Data for review —
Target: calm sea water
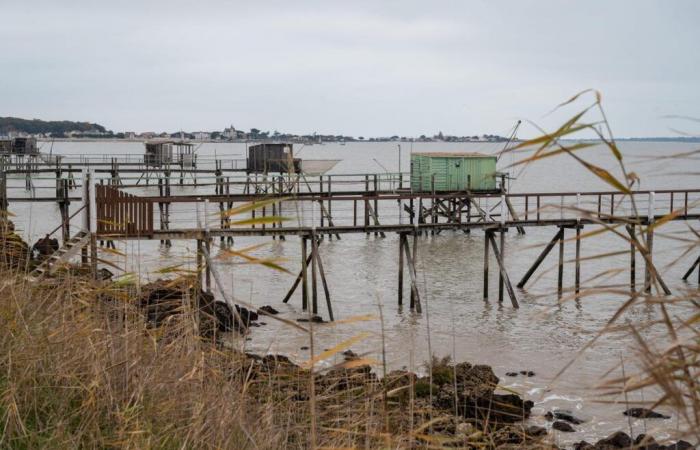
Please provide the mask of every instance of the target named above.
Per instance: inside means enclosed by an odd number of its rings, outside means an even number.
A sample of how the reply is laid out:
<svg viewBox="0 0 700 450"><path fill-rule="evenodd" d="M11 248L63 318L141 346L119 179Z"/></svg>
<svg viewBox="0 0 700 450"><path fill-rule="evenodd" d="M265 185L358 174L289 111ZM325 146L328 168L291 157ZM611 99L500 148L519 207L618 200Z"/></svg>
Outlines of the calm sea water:
<svg viewBox="0 0 700 450"><path fill-rule="evenodd" d="M48 152L50 143L45 143L43 151ZM679 143L622 143L622 150L628 170L636 172L642 180L642 189L663 188L697 188L698 161L689 159L658 159L677 153L694 150L695 144ZM308 159L340 159L341 162L330 173L348 174L364 172L397 171L399 154L401 168L408 170L411 151L481 151L491 153L500 150L494 144L446 144L446 143L402 143L399 152L396 143L348 143L340 145L314 145L301 149L297 154ZM202 159L244 158L244 144L203 144L198 148ZM136 142L79 143L60 142L53 144L54 154L90 154L118 155L143 153L143 145ZM615 168L615 162L602 148L587 150L581 154L589 161L609 169ZM499 168L511 164L510 156L499 162ZM591 191L609 190L602 181L589 174L571 158L555 158L528 166L521 172L519 168L511 169L516 177L511 184L514 192L556 192L556 191ZM34 181L37 195L52 195L53 182L36 179ZM13 196L26 195L24 180L18 178L10 183ZM47 189L42 189L42 186ZM195 188L174 187L173 193L213 193L213 187ZM155 194L157 188L141 188L133 191L137 194ZM79 204L72 205L72 210ZM189 208L189 209L188 209ZM394 207L394 210L396 208ZM51 203L15 203L11 211L16 214L18 228L25 239L34 241L57 224L58 207ZM383 206L386 214L397 214L390 206ZM336 210L338 215L350 214L350 211ZM194 211L189 207L175 206L173 221L191 223ZM317 214L309 209L297 210L288 205L284 214L290 217ZM75 226L79 226L75 220ZM695 225L693 225L695 226ZM667 233L684 233L684 224L671 224ZM528 228L527 235L519 236L508 233L506 252L509 274L515 281L525 273L541 247L548 242L556 230L549 228ZM331 289L331 296L336 319L349 319L356 316L372 315L367 321L324 324L314 326L315 348L329 348L345 339L360 333L367 337L352 346L357 353L367 353L369 357L381 359L382 334L389 368L406 367L423 370L423 363L430 354L451 355L455 360L468 360L474 363L489 364L501 377L504 386L521 392L525 397L535 401L535 415L543 414L552 408L572 410L577 416L586 420L577 426L578 432L561 434L560 443L566 444L580 439L594 440L616 430L628 430L628 422L622 411L626 409L623 399L615 398L619 403L606 404L596 402L593 389L601 376L610 368L625 362L628 371L633 370L634 355L631 353L631 341L624 335L606 335L598 344L586 352L580 353L582 347L601 329L613 312L621 305L622 299L610 295L596 295L557 305L556 299L556 264L555 252L541 266L535 281L531 281L525 290L518 290L520 309L513 309L509 302L503 305L495 300L497 295L497 274L491 275L490 302L482 299L482 263L483 233L474 231L471 235L461 232L444 232L437 236L421 237L418 253L418 278L423 298L423 313L416 314L408 308L397 306L397 256L398 238L388 235L375 238L361 235L346 235L341 240L326 240L321 246L321 256ZM300 244L296 238L286 241L271 239L246 238L237 239L236 247L245 247L253 243L267 242L267 246L256 250L260 257L278 257L283 265L296 273L300 266ZM126 258L114 261L127 271L140 274L144 281L158 278L155 273L159 267L176 263L192 266L193 243L177 242L172 248L161 248L155 242L122 242L118 248L126 253ZM625 250L628 244L608 235L586 239L582 245L583 256ZM655 258L657 265L663 267L665 280L675 293L684 289L697 289L693 280L683 283L683 272L697 257L697 251L682 257L677 264L666 267L676 260L684 247L678 241L664 239L658 235L655 240ZM573 257L573 244L567 245L567 260ZM619 255L605 259L593 259L582 264L582 279L588 278L614 268L626 269L629 258ZM637 280L643 279L643 264L638 260ZM491 267L496 267L495 261ZM272 305L282 312L282 317L295 320L305 314L301 310L300 293L297 292L289 304L281 300L293 282L293 276L285 273L261 269L256 266L241 264L240 261L220 259L218 270L225 280L228 294L258 306ZM573 283L573 264L565 268L565 283ZM622 273L605 279L606 284L626 283L629 274ZM407 278L406 278L407 279ZM596 280L588 284L600 282ZM220 293L216 293L220 296ZM404 295L406 299L408 291ZM405 300L406 301L406 300ZM325 310L321 308L325 316ZM679 314L683 311L679 310ZM383 320L379 320L380 315ZM640 307L630 311L624 320L643 323L656 317L652 309ZM307 350L308 336L296 330L265 320L267 325L254 328L250 340L237 341L250 351L279 352L291 355L303 361L309 358ZM650 338L663 335L658 330L647 332ZM554 375L573 358L574 365L559 379L553 381ZM326 363L331 364L333 360ZM532 370L532 378L509 378L505 372L513 370ZM616 369L619 373L619 369ZM645 392L647 399L653 397L651 390ZM637 397L639 398L639 397ZM532 419L535 423L544 423L541 417ZM677 419L667 421L634 421L635 433L648 432L659 437L673 435L679 426Z"/></svg>

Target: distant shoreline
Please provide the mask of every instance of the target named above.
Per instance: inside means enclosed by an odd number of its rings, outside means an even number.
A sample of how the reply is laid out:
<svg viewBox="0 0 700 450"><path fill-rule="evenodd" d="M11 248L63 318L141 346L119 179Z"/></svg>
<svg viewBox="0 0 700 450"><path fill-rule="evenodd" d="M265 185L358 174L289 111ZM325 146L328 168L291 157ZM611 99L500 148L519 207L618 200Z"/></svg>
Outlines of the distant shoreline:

Task instructions —
The material above should be printed again exactly, with each picture left out.

Response to the task —
Target: calm sea water
Please provide the mask of every instance of the target named above.
Per instance: inside means enclosed by an odd number of its rings, outside means an even number.
A sample of how the reply is laid out:
<svg viewBox="0 0 700 450"><path fill-rule="evenodd" d="M11 248L63 318L141 346L119 179Z"/></svg>
<svg viewBox="0 0 700 450"><path fill-rule="evenodd" d="M265 185L358 174L289 111ZM325 146L328 168L291 157ZM611 99L500 148L519 207L618 200Z"/></svg>
Outlines of the calm sea water:
<svg viewBox="0 0 700 450"><path fill-rule="evenodd" d="M48 152L50 143L45 143L43 151ZM679 143L622 143L622 150L628 170L636 172L642 180L642 189L663 188L697 188L698 161L689 159L658 159L677 153L694 150L695 144ZM308 159L340 159L341 162L330 173L348 174L364 172L397 171L399 154L401 168L408 170L411 151L481 151L491 153L500 150L494 144L446 144L446 143L402 143L399 152L396 143L348 143L340 145L314 145L301 149L297 154ZM202 159L244 158L244 144L203 144L198 148ZM136 142L79 143L60 142L53 144L54 154L90 154L118 155L143 153L143 145ZM615 168L615 162L602 148L587 150L581 154L589 161L609 169ZM499 168L511 164L510 156L499 162ZM591 191L609 190L602 181L589 174L571 158L555 158L528 166L521 172L519 168L511 169L516 177L511 184L514 192L556 192L556 191ZM34 181L37 195L52 195L53 182L36 179ZM13 196L26 195L24 180L18 178L10 183ZM47 189L42 189L42 186ZM195 188L174 187L173 193L213 193L213 187ZM155 194L157 188L141 188L133 191L137 194ZM79 204L72 205L72 210ZM189 208L189 209L188 209ZM394 207L394 210L396 208ZM51 203L15 203L11 211L16 214L18 228L25 239L34 241L57 224L58 207ZM383 206L386 214L397 214L390 206ZM336 210L338 215L350 214L350 211ZM194 211L189 207L175 206L173 221L191 223ZM317 214L309 209L297 210L288 205L284 214L290 217ZM75 226L79 226L75 220ZM695 225L693 225L695 226ZM667 233L684 233L684 224L671 224ZM528 228L527 235L519 236L508 233L506 252L509 274L515 281L525 273L541 247L548 242L556 230L549 228ZM331 289L331 296L336 319L349 319L356 316L372 315L367 321L324 324L314 326L315 348L329 348L345 339L360 333L367 337L352 346L357 353L367 353L369 357L381 359L382 334L389 368L406 367L423 370L423 363L430 354L451 355L455 360L468 360L474 363L489 364L501 377L504 386L521 392L525 397L535 401L535 415L543 414L552 408L572 410L577 416L586 420L577 426L578 432L561 434L560 443L566 444L580 439L594 440L616 430L628 430L628 422L622 411L626 409L623 399L615 398L619 403L606 404L596 402L593 389L601 376L610 368L625 362L628 371L633 370L634 355L631 353L631 341L624 335L606 335L598 344L586 352L580 353L582 347L601 329L613 312L621 305L622 299L610 295L596 295L557 305L556 299L556 264L555 252L541 266L535 281L531 281L525 290L518 290L520 309L513 309L509 302L503 305L495 300L497 295L497 274L491 275L490 302L482 299L482 263L483 233L474 231L471 235L461 232L444 232L437 236L421 237L418 253L418 278L423 298L423 313L416 314L408 308L397 306L397 256L398 238L388 235L375 238L361 235L346 235L341 240L326 240L321 246L321 256ZM300 244L296 238L286 241L271 239L246 238L237 239L236 247L245 247L253 243L267 242L267 246L256 250L260 257L278 257L283 265L296 273L300 266ZM126 258L114 261L127 271L140 274L144 281L158 278L155 273L159 267L176 263L192 266L193 243L177 242L172 248L161 248L155 242L122 242L118 248L126 253ZM625 250L628 244L608 235L586 239L582 245L583 256ZM655 258L657 265L663 267L665 280L675 293L684 289L697 289L693 280L683 283L683 272L697 257L697 251L682 257L677 264L666 267L676 260L684 247L678 241L664 239L658 235L655 240ZM573 257L573 244L567 245L567 260ZM619 255L605 259L593 259L582 264L582 279L588 278L614 268L626 269L629 258ZM637 280L643 279L643 264L638 260ZM491 267L496 267L495 261ZM272 305L282 312L282 317L295 320L305 314L301 310L300 293L297 292L289 304L281 300L293 282L293 276L285 273L261 269L256 266L241 264L240 261L220 259L218 270L225 280L228 294L258 306ZM573 283L573 264L565 268L565 283ZM622 273L605 279L606 284L626 283L629 274ZM407 278L406 278L407 279ZM596 280L588 284L600 282ZM220 293L216 293L220 296ZM404 295L406 299L408 291ZM405 300L406 301L406 300ZM325 310L321 308L325 316ZM679 314L683 311L679 310ZM383 320L379 320L380 315ZM640 307L630 311L624 320L643 323L656 317L652 309ZM307 350L308 336L296 330L265 320L267 325L254 328L250 340L237 341L250 351L279 352L291 355L303 361L309 358ZM650 338L663 335L658 330L647 332ZM554 375L573 358L574 365L559 379L553 381ZM326 363L331 364L333 360ZM532 370L532 378L509 378L505 372L513 370ZM616 369L619 373L619 369ZM645 392L647 399L653 397L651 390ZM637 397L639 398L639 397ZM532 419L535 423L544 423L541 417ZM677 419L667 421L634 421L635 433L648 432L659 437L673 435L679 426Z"/></svg>

Target: distant shoreline
Please provide the mask of every instance of the target named above.
Per instance: inside means enclosed by an odd number of its rings, outside means an even number.
A sample of how the reply is laid out:
<svg viewBox="0 0 700 450"><path fill-rule="evenodd" d="M11 248L63 318L141 346L119 179Z"/></svg>
<svg viewBox="0 0 700 450"><path fill-rule="evenodd" d="M265 185L358 174L289 111ZM325 146L328 168L291 157ZM611 99L500 148L519 207L618 200Z"/></svg>
Outlines of the distant shoreline:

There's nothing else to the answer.